Recast every line of the records below as a Markdown table with two columns, Row and Line text. Number the rows and leave out any blank lines.

----- DATASET ROWS -----

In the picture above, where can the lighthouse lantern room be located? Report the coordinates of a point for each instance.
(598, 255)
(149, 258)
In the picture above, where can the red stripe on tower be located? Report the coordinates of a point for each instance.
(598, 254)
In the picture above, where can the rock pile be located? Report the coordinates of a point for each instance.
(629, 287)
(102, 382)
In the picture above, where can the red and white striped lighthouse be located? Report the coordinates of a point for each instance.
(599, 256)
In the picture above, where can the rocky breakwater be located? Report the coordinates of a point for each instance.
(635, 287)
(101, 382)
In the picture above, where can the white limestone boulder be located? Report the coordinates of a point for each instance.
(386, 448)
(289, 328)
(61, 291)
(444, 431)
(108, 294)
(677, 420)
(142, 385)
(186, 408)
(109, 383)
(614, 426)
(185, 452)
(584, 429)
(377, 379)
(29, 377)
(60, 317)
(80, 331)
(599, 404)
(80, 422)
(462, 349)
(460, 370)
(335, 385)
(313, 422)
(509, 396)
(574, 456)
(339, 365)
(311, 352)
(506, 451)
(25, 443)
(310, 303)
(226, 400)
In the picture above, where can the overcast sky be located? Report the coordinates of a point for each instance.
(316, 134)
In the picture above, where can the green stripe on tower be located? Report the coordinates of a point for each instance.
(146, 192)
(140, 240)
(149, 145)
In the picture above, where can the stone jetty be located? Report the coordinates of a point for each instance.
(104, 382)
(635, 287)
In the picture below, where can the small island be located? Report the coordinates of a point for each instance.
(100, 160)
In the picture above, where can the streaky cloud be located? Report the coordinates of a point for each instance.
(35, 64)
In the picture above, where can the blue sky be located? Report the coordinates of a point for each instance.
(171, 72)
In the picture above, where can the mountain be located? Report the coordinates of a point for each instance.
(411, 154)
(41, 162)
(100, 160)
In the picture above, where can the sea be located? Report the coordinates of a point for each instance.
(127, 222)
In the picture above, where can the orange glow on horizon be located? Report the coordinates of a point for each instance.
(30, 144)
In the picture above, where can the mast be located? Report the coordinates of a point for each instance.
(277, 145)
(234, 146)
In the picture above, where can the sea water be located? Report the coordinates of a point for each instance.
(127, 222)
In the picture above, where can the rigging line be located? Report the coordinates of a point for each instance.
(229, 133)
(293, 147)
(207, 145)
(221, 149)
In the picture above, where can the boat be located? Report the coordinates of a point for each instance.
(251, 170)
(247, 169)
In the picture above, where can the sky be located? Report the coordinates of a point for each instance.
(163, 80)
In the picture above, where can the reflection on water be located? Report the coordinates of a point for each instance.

-----

SOLUTION FOR THIS TASK:
| Row | Line text |
|---|---|
| 1 | In the picture above, where can the lighthouse lantern room be located? Report the coordinates of a point for each instance. |
| 2 | (598, 255) |
| 3 | (149, 258) |
| 4 | In the picture above, where can the red stripe on tower be located? Report the coordinates of a point for each instance. |
| 5 | (598, 254) |
| 6 | In the picture above, where can the rock pile be located? Report the coordinates of a point for each instance. |
| 7 | (629, 287) |
| 8 | (102, 382) |
| 9 | In the picture above, where can the red and white striped lighthouse be located? Report the coordinates of a point for each instance. |
| 10 | (599, 256) |
| 11 | In the picture above, where can the rocky breakwater be located? Report the coordinates of a point for each instance. |
| 12 | (635, 287) |
| 13 | (101, 382) |
| 14 | In the picture above, where can the white limestone boulder be located? Report the coordinates of a point for each instance. |
| 15 | (386, 448) |
| 16 | (289, 328) |
| 17 | (61, 291) |
| 18 | (444, 431) |
| 19 | (108, 294) |
| 20 | (677, 420) |
| 21 | (142, 385) |
| 22 | (186, 408) |
| 23 | (109, 383) |
| 24 | (614, 426) |
| 25 | (185, 452) |
| 26 | (584, 429) |
| 27 | (377, 379) |
| 28 | (29, 377) |
| 29 | (60, 317) |
| 30 | (80, 331) |
| 31 | (599, 404) |
| 32 | (80, 422) |
| 33 | (462, 349) |
| 34 | (460, 370) |
| 35 | (335, 385) |
| 36 | (313, 422) |
| 37 | (509, 396) |
| 38 | (574, 456) |
| 39 | (339, 365) |
| 40 | (311, 352) |
| 41 | (506, 451) |
| 42 | (25, 443) |
| 43 | (310, 303) |
| 44 | (226, 400) |
| 45 | In the picture above, where can the overcast sky be located? Report the coordinates of a point for each instance. |
| 46 | (316, 134) |
| 47 | In the picture above, where can the green stripe on tower be located? Report the coordinates of a point for each instance. |
| 48 | (146, 192) |
| 49 | (140, 240) |
| 50 | (149, 145) |
| 51 | In the picture above, where can the stone jetty be located? Report the coordinates of a point for each instance. |
| 52 | (104, 382) |
| 53 | (635, 287) |
| 54 | In the picture below, where can the small island be located? Report the coordinates of a point for each instance. |
| 55 | (100, 160) |
| 56 | In the picture above, where can the streaky cloud be located? Report the coordinates of a point for each instance. |
| 57 | (35, 64) |
| 58 | In the picture above, where can the blue sky be located? Report the coordinates of a point for each instance. |
| 59 | (171, 72) |
| 60 | In the picture above, where can the mountain be located? Report the coordinates of a point for each instance. |
| 61 | (411, 154) |
| 62 | (41, 162) |
| 63 | (100, 160) |
| 64 | In the picture above, where can the sea be located? Report the coordinates of a point for each instance. |
| 65 | (127, 222) |
| 66 | In the picture above, where can the orange glow on horizon be located? Report the coordinates of a point for each instance. |
| 67 | (30, 144) |
| 68 | In the picture above, where can the mast be located? Report the coordinates of a point for each instance. |
| 69 | (277, 145) |
| 70 | (234, 146) |
| 71 | In the picture above, where can the sea water be located? Report the coordinates of a point for each instance. |
| 72 | (127, 222) |
| 73 | In the picture above, where can the rigging line be located? Report the coordinates of a point for each instance. |
| 74 | (229, 133) |
| 75 | (293, 147) |
| 76 | (207, 145) |
| 77 | (221, 149) |
| 78 | In the picture above, where can the boat be located? Report the coordinates of a point for each instance. |
| 79 | (251, 170) |
| 80 | (247, 169) |
| 81 | In the picture above, where can the sky be located? Report the coordinates of a point for each instance. |
| 82 | (163, 80) |
| 83 | In the picture above, where can the reflection on water be located? Report the coordinates of a point for each instance. |